- **SET EXERCISE**
Copy the following records word for word, reproducing every line in its original order.
====== DATASET CONTENT
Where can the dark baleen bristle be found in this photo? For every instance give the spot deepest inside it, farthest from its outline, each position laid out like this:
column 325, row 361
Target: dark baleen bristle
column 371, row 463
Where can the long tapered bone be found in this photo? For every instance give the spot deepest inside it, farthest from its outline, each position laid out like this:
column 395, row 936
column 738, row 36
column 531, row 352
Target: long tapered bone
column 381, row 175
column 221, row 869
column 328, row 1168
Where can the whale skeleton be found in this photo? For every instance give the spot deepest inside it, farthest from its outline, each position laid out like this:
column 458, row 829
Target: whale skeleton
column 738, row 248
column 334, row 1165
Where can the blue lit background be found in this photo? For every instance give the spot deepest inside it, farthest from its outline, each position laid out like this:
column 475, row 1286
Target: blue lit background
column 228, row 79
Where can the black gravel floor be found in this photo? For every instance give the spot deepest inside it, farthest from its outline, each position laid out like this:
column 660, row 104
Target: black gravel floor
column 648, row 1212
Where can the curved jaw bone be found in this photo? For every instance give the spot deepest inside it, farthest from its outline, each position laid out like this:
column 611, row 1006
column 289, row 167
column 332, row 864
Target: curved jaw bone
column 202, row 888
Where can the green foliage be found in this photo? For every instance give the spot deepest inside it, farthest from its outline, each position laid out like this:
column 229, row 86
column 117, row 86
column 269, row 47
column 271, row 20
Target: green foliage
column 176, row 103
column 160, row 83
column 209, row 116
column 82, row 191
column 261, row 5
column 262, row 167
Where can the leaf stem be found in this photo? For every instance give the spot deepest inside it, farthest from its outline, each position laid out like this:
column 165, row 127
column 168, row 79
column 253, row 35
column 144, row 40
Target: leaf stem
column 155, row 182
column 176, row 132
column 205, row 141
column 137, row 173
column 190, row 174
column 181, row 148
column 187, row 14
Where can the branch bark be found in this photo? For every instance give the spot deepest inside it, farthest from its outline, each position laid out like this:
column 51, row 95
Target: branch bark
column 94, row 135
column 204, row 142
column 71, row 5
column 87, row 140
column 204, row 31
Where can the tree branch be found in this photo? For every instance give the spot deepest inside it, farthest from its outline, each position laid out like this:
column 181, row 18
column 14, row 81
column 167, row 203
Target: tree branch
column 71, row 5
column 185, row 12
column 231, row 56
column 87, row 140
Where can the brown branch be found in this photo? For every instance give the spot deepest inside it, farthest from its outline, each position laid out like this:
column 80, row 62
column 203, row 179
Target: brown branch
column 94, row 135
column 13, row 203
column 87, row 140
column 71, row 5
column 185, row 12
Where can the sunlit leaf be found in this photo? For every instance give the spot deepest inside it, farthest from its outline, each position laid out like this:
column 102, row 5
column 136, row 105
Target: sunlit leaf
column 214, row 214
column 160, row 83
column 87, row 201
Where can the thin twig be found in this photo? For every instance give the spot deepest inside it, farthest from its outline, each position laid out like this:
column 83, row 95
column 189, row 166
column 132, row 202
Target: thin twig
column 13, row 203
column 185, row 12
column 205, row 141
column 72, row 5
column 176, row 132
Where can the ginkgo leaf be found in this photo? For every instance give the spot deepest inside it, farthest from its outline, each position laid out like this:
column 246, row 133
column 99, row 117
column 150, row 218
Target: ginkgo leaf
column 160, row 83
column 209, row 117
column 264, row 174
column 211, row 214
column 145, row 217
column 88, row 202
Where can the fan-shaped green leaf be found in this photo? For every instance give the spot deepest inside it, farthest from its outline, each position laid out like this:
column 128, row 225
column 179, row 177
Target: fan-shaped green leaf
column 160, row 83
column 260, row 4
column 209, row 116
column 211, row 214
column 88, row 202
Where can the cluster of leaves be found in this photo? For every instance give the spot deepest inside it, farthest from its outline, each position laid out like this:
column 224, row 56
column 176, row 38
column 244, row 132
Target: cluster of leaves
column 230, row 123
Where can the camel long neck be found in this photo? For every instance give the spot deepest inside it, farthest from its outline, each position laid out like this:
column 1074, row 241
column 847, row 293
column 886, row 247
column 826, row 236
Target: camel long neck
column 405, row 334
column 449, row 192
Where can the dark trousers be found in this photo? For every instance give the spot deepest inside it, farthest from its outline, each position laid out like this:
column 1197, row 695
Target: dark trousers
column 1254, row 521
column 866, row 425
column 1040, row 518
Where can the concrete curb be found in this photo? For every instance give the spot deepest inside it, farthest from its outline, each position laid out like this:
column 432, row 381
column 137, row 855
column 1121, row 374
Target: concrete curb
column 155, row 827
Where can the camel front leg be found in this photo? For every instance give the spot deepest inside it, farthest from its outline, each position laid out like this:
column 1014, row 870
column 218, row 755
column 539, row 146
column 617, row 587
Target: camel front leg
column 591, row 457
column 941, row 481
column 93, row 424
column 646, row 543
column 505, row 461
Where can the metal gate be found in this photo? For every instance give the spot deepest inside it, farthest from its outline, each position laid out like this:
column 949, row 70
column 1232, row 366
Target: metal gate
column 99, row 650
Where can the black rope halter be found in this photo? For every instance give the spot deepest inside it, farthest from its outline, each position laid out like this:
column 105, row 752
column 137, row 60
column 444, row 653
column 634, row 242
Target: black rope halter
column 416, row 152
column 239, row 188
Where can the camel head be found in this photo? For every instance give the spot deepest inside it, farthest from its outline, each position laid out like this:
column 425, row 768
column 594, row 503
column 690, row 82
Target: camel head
============
- **EXERCISE SOLUTION**
Where can the dark baleen bristle be found in this photo? For every instance give the spot deepest inside it, farthest from its outline, each position laid out like this:
column 325, row 361
Target: dark baleen bristle
column 371, row 463
Where can the long tapered bone be found in this photo? For every instance give the spot deepest inside it, farthest from its outline, each position laid out like this:
column 395, row 936
column 738, row 36
column 531, row 352
Target: long tapered bone
column 381, row 175
column 221, row 869
column 328, row 1168
Where can the whale skeleton be found in this photo? For every instance give the spot deepest inside it, farthest from its outline, each position laid out like this:
column 458, row 829
Target: whale skeleton
column 738, row 248
column 334, row 1165
Where can the blue lit background be found in this photo? For every instance give the spot deepest inside it, farthest from its outline, each position laid out like this:
column 475, row 1286
Target: blue lit background
column 228, row 79
Where can the black gravel floor be found in this photo? For every instance give the spot deepest inside it, farthest from its outline, each position laid out like this:
column 660, row 104
Target: black gravel floor
column 648, row 1212
Where can the curved jaw bone be found in this photo? For every instance give the spot deepest inside it, farthest from its outline, each position laid out like this:
column 611, row 1006
column 289, row 167
column 332, row 864
Target: curved jaw bone
column 202, row 888
Where can the green foliage be found in this photo? For every instance give the spot deepest inside it, farthest from its outline, each position laid out like this:
column 229, row 86
column 117, row 86
column 269, row 47
column 271, row 20
Target: green foliage
column 176, row 103
column 160, row 83
column 209, row 116
column 82, row 191
column 261, row 5
column 262, row 167
Where can the leaf stem be found in this photo? For every instance give the spot deepest inside it, farthest from its outline, each position laid out like this:
column 165, row 127
column 168, row 79
column 253, row 35
column 144, row 40
Target: leaf stem
column 155, row 182
column 176, row 132
column 205, row 141
column 137, row 173
column 190, row 174
column 181, row 148
column 187, row 14
Where can the branch bark be found in this photo? For every instance give the spot deepest inside it, farthest from its outline, each position laid out like this:
column 51, row 95
Target: branch bark
column 94, row 135
column 204, row 142
column 71, row 5
column 87, row 140
column 204, row 31
Where can the tree branch be found in this photo? For every instance give the spot deepest inside it, farthest from its outline, each position laid out like this:
column 181, row 18
column 14, row 81
column 167, row 203
Target: tree branch
column 71, row 5
column 185, row 12
column 231, row 56
column 87, row 140
Where can the brown branch be found in this photo? For every instance give the spot deepest inside it, farthest from its outline, each position laid out like this:
column 80, row 62
column 203, row 179
Target: brown branch
column 94, row 135
column 13, row 203
column 87, row 140
column 71, row 5
column 185, row 12
Where can the sunlit leaf be found in this photo? For every instance give the spot deepest inside it, farthest from its outline, each position laid out like this:
column 102, row 5
column 136, row 105
Target: sunlit leaf
column 214, row 214
column 160, row 83
column 87, row 201
Where can the thin twig be found in this photo? For every instance give the spot deepest inside it, farthest from its outline, each position laid out like this:
column 83, row 95
column 189, row 166
column 132, row 202
Target: thin twig
column 13, row 203
column 185, row 12
column 205, row 141
column 72, row 5
column 176, row 132
Where can the ginkgo leaf be found in this photo? For every instance give the spot deepest inside it, farthest from its outline, each position laid out like this:
column 246, row 133
column 99, row 117
column 150, row 218
Target: ginkgo leaf
column 160, row 83
column 209, row 117
column 264, row 174
column 211, row 214
column 145, row 217
column 88, row 202
Where can the fan-shaped green leaf be found in this photo? For every instance give the spot deepest inside it, farthest from its outline, each position laid out like this:
column 128, row 225
column 179, row 177
Target: fan-shaped green leaf
column 160, row 83
column 260, row 4
column 209, row 116
column 211, row 214
column 88, row 202
Where can the cluster of leaves be found in this photo? For every instance give the spot deepest inside it, farthest from its outline, each position laid out like this:
column 224, row 56
column 176, row 38
column 244, row 132
Target: cluster of leaves
column 230, row 123
Where can the camel long neck be found in this photo? For every instance give the spot deepest inside it, farthest from its outline, each position laid out like this:
column 1074, row 241
column 847, row 293
column 886, row 247
column 826, row 236
Target: camel long neck
column 405, row 334
column 449, row 192
Where can the dark trousers be found in this photo? For every instance give the spot deepest inside it, farthest from its outline, each position laid out like this:
column 1197, row 695
Target: dark trousers
column 1254, row 521
column 866, row 425
column 1040, row 518
Where can the concrete curb be found in this photo? For every instance give the spot deepest inside it, farthest from its outline, each position laid out like this:
column 432, row 381
column 137, row 855
column 1121, row 374
Target: concrete curb
column 155, row 827
Where can the camel front leg be found in this photo? For every instance give the spot deepest inside it, farthest from its outline, each position laid out like this:
column 1014, row 870
column 218, row 755
column 539, row 146
column 617, row 587
Target: camel front leg
column 591, row 457
column 941, row 481
column 93, row 424
column 646, row 543
column 505, row 461
Where can the metal gate be found in this photo? For every instance give the spot deepest inside it, farthest from its outline, each position laid out like this:
column 949, row 70
column 1232, row 366
Target: metal gate
column 99, row 650
Where can the black rope halter be found in this photo? For every instance give the spot deepest inside it, farthest from its outline, each position laid out like this:
column 105, row 752
column 137, row 60
column 444, row 653
column 634, row 242
Target: black rope halter
column 416, row 152
column 239, row 188
Where can the camel head be found in this photo? For every instance give the spot deepest inside it, farthest from its outline, each position laid out like this:
column 425, row 768
column 594, row 503
column 690, row 82
Target: camel head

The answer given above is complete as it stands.